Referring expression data

BEGIN

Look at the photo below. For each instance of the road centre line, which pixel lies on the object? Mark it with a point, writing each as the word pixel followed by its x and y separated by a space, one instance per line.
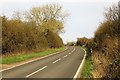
pixel 36 71
pixel 65 56
pixel 56 60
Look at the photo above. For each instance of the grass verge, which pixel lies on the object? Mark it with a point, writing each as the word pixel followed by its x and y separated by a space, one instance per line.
pixel 88 66
pixel 23 57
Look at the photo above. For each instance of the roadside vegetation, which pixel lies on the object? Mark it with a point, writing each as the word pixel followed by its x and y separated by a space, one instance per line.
pixel 34 30
pixel 105 55
pixel 31 33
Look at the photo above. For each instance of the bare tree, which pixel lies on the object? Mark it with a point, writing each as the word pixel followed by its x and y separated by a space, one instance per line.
pixel 47 17
pixel 113 13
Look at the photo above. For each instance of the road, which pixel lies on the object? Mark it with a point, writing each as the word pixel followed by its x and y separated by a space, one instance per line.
pixel 61 65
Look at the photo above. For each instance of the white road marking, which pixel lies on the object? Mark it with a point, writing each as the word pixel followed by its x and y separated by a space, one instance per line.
pixel 56 61
pixel 36 71
pixel 32 60
pixel 65 56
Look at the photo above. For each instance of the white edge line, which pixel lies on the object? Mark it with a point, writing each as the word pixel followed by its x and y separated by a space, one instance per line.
pixel 76 75
pixel 33 60
pixel 36 71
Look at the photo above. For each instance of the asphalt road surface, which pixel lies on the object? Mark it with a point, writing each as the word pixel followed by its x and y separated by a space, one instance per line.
pixel 62 65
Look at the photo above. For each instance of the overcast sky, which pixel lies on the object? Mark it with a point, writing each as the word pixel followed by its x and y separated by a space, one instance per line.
pixel 85 15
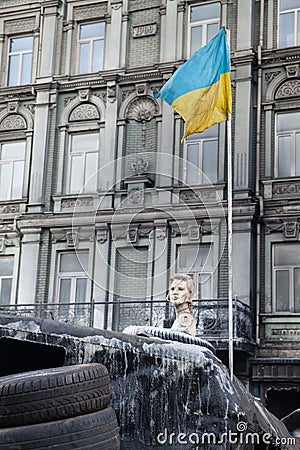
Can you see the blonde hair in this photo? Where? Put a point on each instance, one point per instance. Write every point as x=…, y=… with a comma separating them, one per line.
x=189, y=283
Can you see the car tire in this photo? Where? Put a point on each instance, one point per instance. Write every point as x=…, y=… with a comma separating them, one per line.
x=95, y=431
x=53, y=394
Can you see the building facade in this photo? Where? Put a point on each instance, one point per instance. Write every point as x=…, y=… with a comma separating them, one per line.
x=101, y=201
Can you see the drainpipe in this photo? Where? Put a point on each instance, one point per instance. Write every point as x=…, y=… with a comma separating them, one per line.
x=257, y=175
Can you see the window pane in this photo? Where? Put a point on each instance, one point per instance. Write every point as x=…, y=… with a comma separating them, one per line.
x=284, y=156
x=192, y=168
x=289, y=4
x=287, y=255
x=77, y=174
x=64, y=290
x=5, y=181
x=84, y=142
x=17, y=181
x=13, y=70
x=80, y=294
x=92, y=30
x=26, y=68
x=80, y=290
x=286, y=30
x=282, y=290
x=297, y=290
x=205, y=12
x=204, y=288
x=15, y=150
x=5, y=294
x=298, y=29
x=98, y=52
x=297, y=166
x=6, y=266
x=288, y=122
x=212, y=30
x=196, y=38
x=91, y=172
x=21, y=44
x=73, y=262
x=84, y=58
x=194, y=257
x=211, y=132
x=210, y=161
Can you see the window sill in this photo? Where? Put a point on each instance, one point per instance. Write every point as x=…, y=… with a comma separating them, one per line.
x=282, y=188
x=72, y=203
x=13, y=207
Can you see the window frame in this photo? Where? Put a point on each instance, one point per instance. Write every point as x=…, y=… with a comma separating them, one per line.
x=203, y=179
x=69, y=162
x=290, y=269
x=20, y=64
x=91, y=51
x=208, y=271
x=12, y=277
x=292, y=133
x=12, y=161
x=294, y=10
x=199, y=23
x=74, y=276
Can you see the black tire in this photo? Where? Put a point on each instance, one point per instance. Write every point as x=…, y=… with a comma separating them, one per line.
x=95, y=431
x=53, y=394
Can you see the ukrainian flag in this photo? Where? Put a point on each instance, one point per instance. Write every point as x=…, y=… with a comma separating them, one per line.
x=200, y=90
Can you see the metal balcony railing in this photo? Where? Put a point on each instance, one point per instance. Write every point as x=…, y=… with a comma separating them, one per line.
x=211, y=315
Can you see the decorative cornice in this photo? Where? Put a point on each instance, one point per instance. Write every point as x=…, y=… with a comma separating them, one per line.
x=290, y=88
x=85, y=111
x=13, y=122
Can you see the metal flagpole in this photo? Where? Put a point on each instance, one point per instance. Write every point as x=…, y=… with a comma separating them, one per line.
x=229, y=237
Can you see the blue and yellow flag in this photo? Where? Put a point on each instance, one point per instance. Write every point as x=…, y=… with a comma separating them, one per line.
x=200, y=90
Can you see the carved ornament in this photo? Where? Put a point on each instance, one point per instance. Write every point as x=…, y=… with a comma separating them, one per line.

END

[Exercise description] Each line of the data above must be reproduced as written. Skip the pictures.

[Reply to the exercise]
Look at the photo below. For each instance of the road centre line, which pixel lies on the object? Mark it with a point, writing each as the word pixel followed by its x and y separated by a space, one instance per line.
pixel 36 71
pixel 65 56
pixel 56 60
Look at the photo above. For each instance of the grass verge, which pixel lies on the object? Mark it with a point, writing each as the word pixel followed by its x and y separated by a space, one instance per line.
pixel 88 66
pixel 23 57
Look at the photo above. For each instance of the roadside vegetation, which pixel lies on the object? Mark it with a point, writing each as the word pixel followed by its x and y separated by a space, one instance per line.
pixel 34 30
pixel 105 55
pixel 31 33
Look at the photo above. For each instance of the bare tree, which pixel lies on the object? Mark it with a point, writing each as the word pixel followed by its x and y separated by a space, one instance per line.
pixel 47 17
pixel 113 13
Look at the photo above. For each instance of the road, which pixel lies on the object? Mark it with a point, writing each as the word pixel followed by its x and y separated by a space, one instance per line.
pixel 61 65
Look at the photo above. For each instance of the white road marking, which pixel lies on the object? Mark it with a point, writing each as the word pixel followed by its x and y separated by a space, one instance per line.
pixel 56 61
pixel 36 71
pixel 32 60
pixel 65 56
Look at the photo above. For each instance of the white edge line, which pixel lies on the object? Mark it with a point, writing each as the word pixel followed by its x and y separated by a space, one instance per line.
pixel 76 75
pixel 33 60
pixel 36 71
Look at the photo above. For each instance of the asphalt road surface, which pixel lies on the object? Mark it with a point, writing each as the word pixel followed by its x and y separated by a space, one instance per line.
pixel 62 65
Look at the photo above. For each instance of the overcast sky, which pixel lies on the object? Mark it with a point, writing each as the word pixel followed by its x and y separated by a space, one instance per line.
pixel 85 15
Can you see the blonde hair in this photo? Where? Put a point on each instance, one point per instance. Write every point as x=…, y=… with a comma separating them, one per line.
x=189, y=283
Can you see the car tire in this photo? Where? Put a point on each instance, one point per instance. Write every point as x=…, y=… with a comma separating them, one per line.
x=95, y=431
x=53, y=394
Can you see the building facade in this photo? Where? Put a point on each instance, one point per instance. Write every point as x=…, y=… with a comma separating them, one per line.
x=101, y=201
Can you see the drainpipe in this photo? Where? Put a point on each instance, one point per instance. Write every point as x=…, y=… with a comma separating them, one per line.
x=257, y=175
Can you see the window pane in this photo? Where? Put a point on each instance, one point per instance. Write every point as x=…, y=… with a comma separating them, one per line.
x=284, y=156
x=192, y=168
x=289, y=4
x=287, y=255
x=77, y=174
x=64, y=290
x=5, y=181
x=84, y=142
x=17, y=181
x=13, y=70
x=80, y=294
x=92, y=30
x=26, y=68
x=80, y=290
x=286, y=30
x=282, y=290
x=297, y=290
x=205, y=12
x=204, y=288
x=15, y=150
x=5, y=294
x=298, y=29
x=98, y=52
x=297, y=166
x=6, y=266
x=288, y=122
x=212, y=30
x=196, y=38
x=91, y=172
x=21, y=44
x=73, y=262
x=84, y=58
x=194, y=257
x=211, y=132
x=210, y=161
Can you see the window sill in this photo? Where? Put a point on each instance, one point per instance. Write every point as x=…, y=… with a comma separating them, one per line.
x=282, y=188
x=72, y=203
x=13, y=207
Can you see the window frame in this photo? Where? Put a point on each instance, one point per instance. Write every point as x=…, y=… with a comma separating them, one per line.
x=203, y=179
x=69, y=162
x=290, y=269
x=20, y=64
x=91, y=51
x=208, y=271
x=12, y=277
x=292, y=133
x=12, y=161
x=294, y=10
x=199, y=23
x=74, y=276
Can you see the black tire in this photo? Where? Put a point on each instance, one point per instance. Write every point as x=…, y=… with a comma separating them, one per line.
x=95, y=431
x=53, y=394
Can you see the ukrainian flag in this photo? Where? Put a point on each instance, one point per instance. Write every point as x=…, y=… with a comma separating them, one per line.
x=200, y=90
Can you see the metal balcony railing in this photo? Where? Put a point on each instance, one point per instance. Write every point as x=…, y=… with a comma separating them, one per line.
x=211, y=315
Can you see the decorative cornice in this photo? Where? Put a point on each instance, one point per instance. Write every point as x=…, y=… with a comma separating them, one per line.
x=290, y=88
x=85, y=111
x=13, y=122
Can you see the metal flagpole in this photo? Where? Put a point on each instance, one point per instance. Write every point as x=…, y=… with a comma separating them, one per line.
x=229, y=237
Can you see the blue and yellow flag in this photo? Where? Put a point on each instance, one point per instance. Write every point as x=…, y=… with a comma separating them, one per line.
x=200, y=90
Can you see the carved ornament in this photo? Where? Put a point on each instance, one point per instance. Write every point as x=…, y=… with a comma separating them, one per line.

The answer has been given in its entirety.